Given text below:

Forty-four percent of LGBTQ+ youth in Wisconsin have considered suicide in the past year. That includes 56% of trans and nonbinary youth, according to The Trevor Project, an organization focusing on Suicide prevention efforts in LGBTQ+ youth.
The issue is exacerbated by practices like conversion therapy.
Tory Stevenson is the director of state advocacy with The Trevor Project.
“We still see people doing this (conversation therapy) and thinking that they can change somebody into somebody they’re not. And often these are well-intentioned parents that are falling for the same story that that many people who put themselves through this too, and that’s that,” says Stevenson. “You’ve got somebody purporting to be a mental health professional saying that they’ve been trained in something, which there is no training in and then inflicting that upon a person with the intent of changing them. With no basis for actually doing it.”
He says a lot of conversion therapy happens in faith-based spaces, but dozens of licensed practitioners are still facilitating the practice.
“They’ll say that they’re treating for anxiety. They say that they’re treating other things, and they’re actually coding for things that are legitimate practices but then doing these harmful things that are not approved. They’re outside the ethics and practices of their profession. Yes, I would say dollars are going to it through basically insurance fraud ways,” says Stevenson.

End of Given text.
Source material below:

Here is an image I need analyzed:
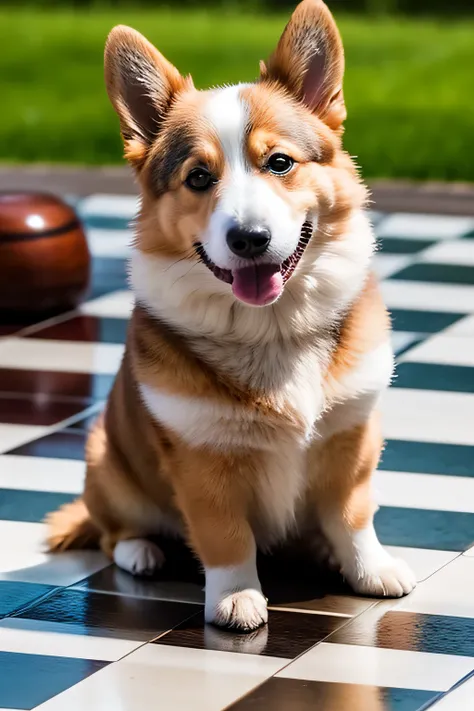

End of Source material.

_Parts of the exercise_
1. Copy the passage from the article on conversion therapy word for word, from "Tory Stevenson is" up to and including "facilitating the practice.".
2. For each statement below, decide whether it agrees with the article on conversion therapy, answering yes or no and quoting the words that settle it.
(a) According to The Trevor Project, 56% of trans and nonbinary youth are among those in Wisconsin who have considered suicide in the past year.
(b) Tory Stevenson is the director of national advocacy with The Trevor Project.
(c) Stevenson says that conversion therapy happens only in faith-based spaces.
3. According to the article on conversion therapy, what percentage of LGBTQ+ youth in Wisconsin have considered suicide in the past year?

_Answers for the exercise_
1.
Tory Stevenson is the director of state advocacy with The Trevor Project.
“We still see people doing this (conversation therapy) and thinking that they can change somebody into somebody they’re not. And often these are well-intentioned parents that are falling for the same story that that many people who put themselves through this too, and that’s that,” says Stevenson. “You’ve got somebody purporting to be a mental health professional saying that they’ve been trained in something, which there is no training in and then inflicting that upon a person with the intent of changing them. With no basis for actually doing it.”
He says a lot of conversion therapy happens in faith-based spaces, but dozens of licensed practitioners are still facilitating the practice.

2.
(a) Yes: "That includes 56% of trans and nonbinary youth"
(b) No: "Tory Stevenson is the director of state advocacy with The Trevor Project."
(c) No: "dozens of licensed practitioners are still facilitating the practice."

3. Forty-four percent of LGBTQ+ youth in Wisconsin have considered suicide in the past year.